___ SELECTED EXCERPT

# Lake Shore



## Chief Squatting Dog (Oct 23, 2009)

How does one go about getting a lake shore permit? I heard it’s a raffle but I am not sure any help would be great.


----------



## Chief Squatting Dog (Oct 23, 2009)

hello anyone?


----------



## Chaser (Sep 28, 2007)

I don't hunt that area myself, but from what I hear, there is a lot of competition for those permits. People on here who know may not pipe up because it may cause them to miss out. Maybe stop by a gas station in that area, or knock on a few doors to see what people know. I bet the city halls for the local municipalities would be able to get you some info also. Sorry I couldn't be more help, but this is what I would do if in your position.


----------



## Gumbo (Sep 22, 2007)

From what I hear, you'll have a better experience at a bird farm.


----------



## spork40 (Oct 8, 2007)

the permit is not hard to get, it is just hard to find birds in three days. if you want more info last year the guy in charge was one of the shepards down at the egg farm in lake shore.


----------



## toasty (May 15, 2008)

Just like everywhere else in utah, you'll see more racoons and skunks than pheasants. There are a few left, but if you're idea of fun is walking 10 miles over 10 hours and seeing 2 hens, then that is the permit you want.


----------



## Chaser (Sep 28, 2007)

http://www.ksl.com/index.php?nid=218&ad ... =1&search=

Just saw this on KSL. Hope it helps, CSD!


----------



## gdog (Sep 13, 2007)

Its a waste


----------



## Bhilly81 (Oct 18, 2009)

its just a huge zoo dont wast your time and your money


----------



## diverslayer (Jun 24, 2010)

It's good to hunt if you can get on some of the private property. Most of the farms post there fields so you can't hunt them. So you end up huntin the same field with a billion other guys.


----------

______
___ LISTED ENTRIES

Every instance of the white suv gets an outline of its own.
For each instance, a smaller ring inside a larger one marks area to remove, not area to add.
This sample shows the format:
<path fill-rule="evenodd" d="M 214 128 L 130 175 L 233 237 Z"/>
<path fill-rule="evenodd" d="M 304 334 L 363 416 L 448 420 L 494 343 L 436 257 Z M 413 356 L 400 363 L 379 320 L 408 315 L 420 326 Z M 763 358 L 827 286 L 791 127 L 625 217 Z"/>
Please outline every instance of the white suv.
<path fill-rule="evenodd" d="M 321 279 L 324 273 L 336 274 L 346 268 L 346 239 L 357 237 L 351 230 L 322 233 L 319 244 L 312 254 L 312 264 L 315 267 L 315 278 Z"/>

______

REQUIREMENTS -
- 1) Rewrite the part of the Lake Shore thread that opens with the words containing "From what I hear, you'll" and closes with "in lake shore.", putting "two days" in place of "three days".
- 2) Answer these questions about the Lake Shore thread:
(a) Who does Chaser think could get information for the person asking about the permit?
(b) According to spork40, what is actually hard about the permit?
(c) Which animals does toasty say you'll see more of than pheasants?
Answer using only the Lake Shore thread.

RESPONSE LIST -
- 1)
From what I hear, you'll have a better experience at a bird farm.


----------



## spork40 (Oct 8, 2007)

the permit is not hard to get, it is just hard to find birds in two days. if you want more info last year the guy in charge was one of the shepards down at the egg farm in lake shore.

- 2)
(a) The city halls for the local municipalities.
(b) Finding birds in three days.
(c) Raccoons and skunks.